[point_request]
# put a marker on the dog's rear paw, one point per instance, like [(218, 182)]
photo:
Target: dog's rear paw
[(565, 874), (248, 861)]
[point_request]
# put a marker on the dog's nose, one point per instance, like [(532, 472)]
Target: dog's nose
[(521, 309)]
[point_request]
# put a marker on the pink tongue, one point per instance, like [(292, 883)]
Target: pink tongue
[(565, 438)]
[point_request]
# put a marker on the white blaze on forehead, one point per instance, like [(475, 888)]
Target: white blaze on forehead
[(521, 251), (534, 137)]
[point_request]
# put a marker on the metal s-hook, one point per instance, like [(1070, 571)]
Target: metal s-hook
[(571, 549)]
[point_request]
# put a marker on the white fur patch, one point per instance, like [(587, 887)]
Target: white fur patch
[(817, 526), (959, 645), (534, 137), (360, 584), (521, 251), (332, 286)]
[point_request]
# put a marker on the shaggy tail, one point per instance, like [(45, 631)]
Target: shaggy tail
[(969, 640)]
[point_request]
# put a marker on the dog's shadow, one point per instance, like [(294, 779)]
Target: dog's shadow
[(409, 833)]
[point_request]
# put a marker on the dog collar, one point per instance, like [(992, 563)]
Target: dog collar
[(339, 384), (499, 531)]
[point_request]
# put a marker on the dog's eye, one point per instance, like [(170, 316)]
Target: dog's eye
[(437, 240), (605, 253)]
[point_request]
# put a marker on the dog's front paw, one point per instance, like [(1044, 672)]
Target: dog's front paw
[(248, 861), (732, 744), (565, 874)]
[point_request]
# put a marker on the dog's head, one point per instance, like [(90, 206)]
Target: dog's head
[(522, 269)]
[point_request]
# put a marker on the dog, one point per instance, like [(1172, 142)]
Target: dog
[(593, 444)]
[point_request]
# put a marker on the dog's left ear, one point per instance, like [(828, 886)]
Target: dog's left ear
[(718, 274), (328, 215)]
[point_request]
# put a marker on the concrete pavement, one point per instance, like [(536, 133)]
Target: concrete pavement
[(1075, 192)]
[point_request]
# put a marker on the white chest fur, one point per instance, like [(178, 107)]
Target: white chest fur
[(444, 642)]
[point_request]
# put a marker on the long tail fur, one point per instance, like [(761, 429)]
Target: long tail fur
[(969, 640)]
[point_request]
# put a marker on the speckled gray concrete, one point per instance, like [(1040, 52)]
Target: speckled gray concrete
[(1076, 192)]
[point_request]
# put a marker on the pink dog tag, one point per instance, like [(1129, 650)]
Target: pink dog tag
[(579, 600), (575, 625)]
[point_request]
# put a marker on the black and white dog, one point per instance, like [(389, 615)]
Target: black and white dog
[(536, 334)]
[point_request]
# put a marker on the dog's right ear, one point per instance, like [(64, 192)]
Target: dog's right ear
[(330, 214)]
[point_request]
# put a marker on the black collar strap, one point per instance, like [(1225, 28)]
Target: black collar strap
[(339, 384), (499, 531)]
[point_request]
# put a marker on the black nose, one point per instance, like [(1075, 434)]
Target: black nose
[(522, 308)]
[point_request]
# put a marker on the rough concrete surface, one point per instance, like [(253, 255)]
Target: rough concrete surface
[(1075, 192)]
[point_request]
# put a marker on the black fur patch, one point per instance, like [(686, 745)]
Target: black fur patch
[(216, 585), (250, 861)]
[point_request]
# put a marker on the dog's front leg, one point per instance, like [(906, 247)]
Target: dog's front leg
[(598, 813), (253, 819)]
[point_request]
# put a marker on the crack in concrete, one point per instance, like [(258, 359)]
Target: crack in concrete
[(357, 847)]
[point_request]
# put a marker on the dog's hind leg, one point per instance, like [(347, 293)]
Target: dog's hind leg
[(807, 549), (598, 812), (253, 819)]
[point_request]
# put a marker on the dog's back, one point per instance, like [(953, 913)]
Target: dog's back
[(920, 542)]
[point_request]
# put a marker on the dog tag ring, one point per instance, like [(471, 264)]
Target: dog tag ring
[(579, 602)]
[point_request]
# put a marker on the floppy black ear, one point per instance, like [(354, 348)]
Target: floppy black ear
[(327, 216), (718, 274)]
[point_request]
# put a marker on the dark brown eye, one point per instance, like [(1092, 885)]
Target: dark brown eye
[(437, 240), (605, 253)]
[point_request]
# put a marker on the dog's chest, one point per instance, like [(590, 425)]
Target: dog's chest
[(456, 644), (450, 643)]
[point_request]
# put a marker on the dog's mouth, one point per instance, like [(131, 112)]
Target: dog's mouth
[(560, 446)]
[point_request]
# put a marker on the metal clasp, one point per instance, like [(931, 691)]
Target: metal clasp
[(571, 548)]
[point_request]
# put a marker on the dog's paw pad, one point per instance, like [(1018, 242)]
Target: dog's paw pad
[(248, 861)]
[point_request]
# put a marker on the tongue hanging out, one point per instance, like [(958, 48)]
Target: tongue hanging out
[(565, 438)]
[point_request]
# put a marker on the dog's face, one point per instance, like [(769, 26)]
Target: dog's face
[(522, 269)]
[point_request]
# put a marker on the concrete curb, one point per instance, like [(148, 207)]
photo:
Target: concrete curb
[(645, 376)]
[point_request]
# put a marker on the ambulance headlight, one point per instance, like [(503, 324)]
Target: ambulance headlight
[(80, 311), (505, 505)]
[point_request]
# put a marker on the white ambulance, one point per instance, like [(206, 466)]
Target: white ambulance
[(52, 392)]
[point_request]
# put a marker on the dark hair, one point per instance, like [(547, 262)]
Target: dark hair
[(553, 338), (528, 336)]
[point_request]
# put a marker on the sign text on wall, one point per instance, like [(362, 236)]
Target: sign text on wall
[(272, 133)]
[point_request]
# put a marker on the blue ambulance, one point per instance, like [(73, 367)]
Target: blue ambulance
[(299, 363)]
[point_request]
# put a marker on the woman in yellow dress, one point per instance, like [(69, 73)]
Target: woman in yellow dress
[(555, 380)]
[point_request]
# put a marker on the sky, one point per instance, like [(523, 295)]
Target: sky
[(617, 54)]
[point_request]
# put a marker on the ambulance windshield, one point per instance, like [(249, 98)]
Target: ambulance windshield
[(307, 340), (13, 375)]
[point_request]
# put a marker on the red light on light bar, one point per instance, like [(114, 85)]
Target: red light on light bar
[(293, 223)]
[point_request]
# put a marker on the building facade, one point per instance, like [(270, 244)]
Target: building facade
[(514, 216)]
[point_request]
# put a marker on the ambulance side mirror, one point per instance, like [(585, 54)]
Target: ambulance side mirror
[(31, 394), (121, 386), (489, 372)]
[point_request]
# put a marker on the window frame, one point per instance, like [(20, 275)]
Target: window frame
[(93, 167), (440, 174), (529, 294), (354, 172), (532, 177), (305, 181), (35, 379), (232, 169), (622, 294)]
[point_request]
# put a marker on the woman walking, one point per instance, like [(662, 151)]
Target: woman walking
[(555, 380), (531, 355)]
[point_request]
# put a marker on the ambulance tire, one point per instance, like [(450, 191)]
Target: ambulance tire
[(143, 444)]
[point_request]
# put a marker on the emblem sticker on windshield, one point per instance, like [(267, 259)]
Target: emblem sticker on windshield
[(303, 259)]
+-------+
**Directions for this task**
Please transcribe all of the records, keeping every line exactly as it is.

**Exercise answer**
[point_request]
# put a marker on the dog's rear paw, one point per instance, like [(218, 182)]
photo:
Target: dog's rear paw
[(565, 874), (248, 861)]
[point_request]
# put a marker on the dog's nose, one point per instance, like [(532, 472)]
Target: dog's nose
[(521, 309)]
[point_request]
# put a marker on the pink tongue, one point per instance, like [(292, 883)]
Target: pink tongue
[(565, 438)]
[point_request]
# put a marker on the white blaze on forehead, one point per instance, like [(475, 888)]
Target: white blaze on forehead
[(521, 251), (534, 137)]
[point_request]
# put a marker on the metal s-hook, one point per instance, like [(1070, 571)]
Target: metal s-hook
[(571, 549)]
[point_request]
# put a marker on the white fur patch, one point per instance, like [(587, 887)]
Target: white fur patch
[(817, 526), (959, 645), (534, 137), (360, 584), (521, 251), (332, 286)]
[point_request]
# put a marker on the shaggy tail, one point per instance, like [(45, 631)]
Target: shaggy tail
[(969, 640)]
[point_request]
# put a marker on the dog's shadow, one point per instance, like [(294, 779)]
Target: dog's shadow
[(409, 833)]
[point_request]
# put a marker on the dog collar, one point per instance, like [(992, 563)]
Target: dog collar
[(339, 384), (499, 531)]
[point_request]
# put a marker on the dog's eye, one point per instance, like [(170, 316)]
Target: dog's eye
[(437, 240), (605, 253)]
[point_request]
# put a marker on the dog's front paw, one point per instance, like [(1044, 672)]
Target: dog's front paw
[(248, 861), (732, 744), (565, 874)]
[point_request]
# put a marker on the dog's head, one point per instance, like [(90, 206)]
Target: dog's head
[(522, 269)]
[point_request]
# put a marker on the dog, one point per instance, like [(1172, 142)]
Target: dog
[(593, 444)]
[point_request]
# put a marker on the dog's left ear, one point per instance, like [(828, 886)]
Target: dog's left ear
[(718, 274), (328, 215)]
[point_request]
# put a marker on the concrete pavement, one point per instance, like [(536, 133)]
Target: concrete pavement
[(1075, 192)]
[point_request]
# put a marker on the white chest fur, one point per instance, like [(178, 107)]
Target: white chest fur
[(444, 642)]
[point_request]
# put a marker on the long tail fur, one point per instance, like [(761, 429)]
Target: long tail fur
[(969, 640)]
[point_request]
# put a marker on the speckled gray concrete, one point per instance, like [(1040, 52)]
Target: speckled gray concrete
[(1076, 192)]
[point_request]
# put a marker on the pink dog tag, one point per instance, like [(1129, 650)]
Target: pink dog tag
[(579, 600), (575, 625)]
[point_request]
# put a marker on the black and white dog, one point per instance, like [(389, 615)]
Target: black and white dog
[(536, 334)]
[point_request]
# put a marker on the dog's right ear, one point per instance, like [(64, 192)]
Target: dog's right ear
[(330, 214)]
[point_request]
# put a marker on the black collar strap, one point per instance, like [(1225, 28)]
Target: black collar strap
[(339, 384), (499, 531)]
[point_request]
# put a marker on the black nose, one point per instance, like [(1075, 434)]
Target: black nose
[(522, 308)]
[point_request]
# put a marker on the rough concrete surface, one point per instance, like [(253, 255)]
Target: rough concrete surface
[(1075, 192)]
[point_request]
# put a marker on the black fur patch, one point per instance, like [(686, 745)]
Target: black fur patch
[(216, 585), (250, 861)]
[point_request]
# put a marker on the dog's front leg, one point per instance, like [(906, 247)]
Target: dog's front leg
[(598, 813), (253, 819)]
[point_request]
# put a marker on the crack in concrete, one point per instance, like [(258, 359)]
Target: crack in concrete
[(357, 847)]
[point_request]
# put a marker on the dog's hind leg, one point per instance, like [(347, 293)]
Target: dog's hind leg
[(807, 549), (598, 812), (253, 819)]
[point_request]
# put a marker on the dog's back, one point per instance, like [(953, 913)]
Target: dog's back
[(920, 542)]
[point_request]
# put a marker on the dog tag ring, one point per instance, like [(471, 264)]
Target: dog tag ring
[(579, 602)]
[point_request]
# put a marker on the floppy black ear, one point per instance, like [(354, 348)]
Target: floppy black ear
[(327, 216), (718, 274)]
[point_request]
# put a marker on the dark brown eye, one point per instance, like [(1092, 885)]
Target: dark brown eye
[(437, 240), (605, 253)]
[point_request]
# put a marker on the dog's chest, one point per instance, like [(590, 425)]
Target: dog's chest
[(456, 644), (450, 643)]
[point_request]
# put a marker on the dog's mouth, one point per instance, like [(131, 112)]
Target: dog's mouth
[(560, 446)]
[point_request]
# put a marker on the metal clasp, one point per instance, like [(931, 691)]
Target: metal clasp
[(571, 548)]
[point_request]
# put a marker on the dog's paw pad, one point per instance, like [(1018, 242)]
Target: dog's paw pad
[(248, 861)]
[point_request]
# put a marker on the tongue hanging out, one point per instance, like [(958, 48)]
Target: tongue hanging out
[(565, 438)]
[point_request]
# put a marker on the dog's face, one point per instance, like [(769, 26)]
Target: dog's face
[(522, 269)]
[point_request]
# put a marker on the concrete curb, one point per instance, like [(148, 207)]
photo:
Target: concrete curb
[(645, 376)]
[point_request]
# put a marker on the ambulance headlight, one point per instance, like [(503, 324)]
Target: ambulance headlight
[(80, 311), (505, 505)]
[point_request]
# put a marker on the white ambulance, one point per instance, like [(206, 466)]
Target: white ambulance
[(52, 392)]
[point_request]
# put a marker on the dark hair, one point per instance, like [(547, 262)]
Target: dark hair
[(553, 338), (528, 336)]
[point_request]
# put a marker on the sign text on wall, one point per instance, like [(362, 236)]
Target: sign text on wall
[(272, 133)]
[point_request]
# put a marker on the blue ambulance, one point per instance, like [(73, 367)]
Target: blue ambulance
[(299, 363)]
[point_request]
# put a marker on the woman in yellow dress, one point per instance, like [(69, 73)]
Target: woman in yellow dress
[(555, 380)]
[point_request]
# put a marker on the sky, one point per instance, like [(523, 295)]
Target: sky
[(617, 54)]
[point_request]
# put a marker on the ambulance windshield, one point per instance, like [(249, 98)]
Target: ambulance windshield
[(307, 340), (13, 375)]
[point_request]
# put a marker on the red light on light bar, one point per instance, like [(114, 85)]
Target: red light on light bar
[(293, 223)]
[point_request]
# put a marker on the building facade, one point per instance, like [(270, 244)]
Target: building facade
[(514, 216)]
[point_request]
# put a marker on the ambulance side mirror, one point per instance, like [(585, 54)]
Target: ambulance side mirror
[(31, 394), (121, 386), (489, 372)]
[point_request]
# put a marker on the window frame, one point per instance, like [(20, 275)]
Target: window frame
[(93, 167), (440, 174), (529, 294), (354, 172), (532, 177), (305, 181), (35, 379), (232, 169), (622, 294)]
[point_request]
# put a marker on the woman walking, one point per instance, like [(662, 151)]
Target: woman walking
[(555, 380), (531, 355)]
[point_request]
# put a marker on the ambulance tire, one point per instance, like [(450, 191)]
Target: ambulance tire
[(143, 444)]
[point_request]
# put a marker on the emblem sticker on windshield, one point per instance, like [(267, 259)]
Target: emblem sticker on windshield
[(303, 259)]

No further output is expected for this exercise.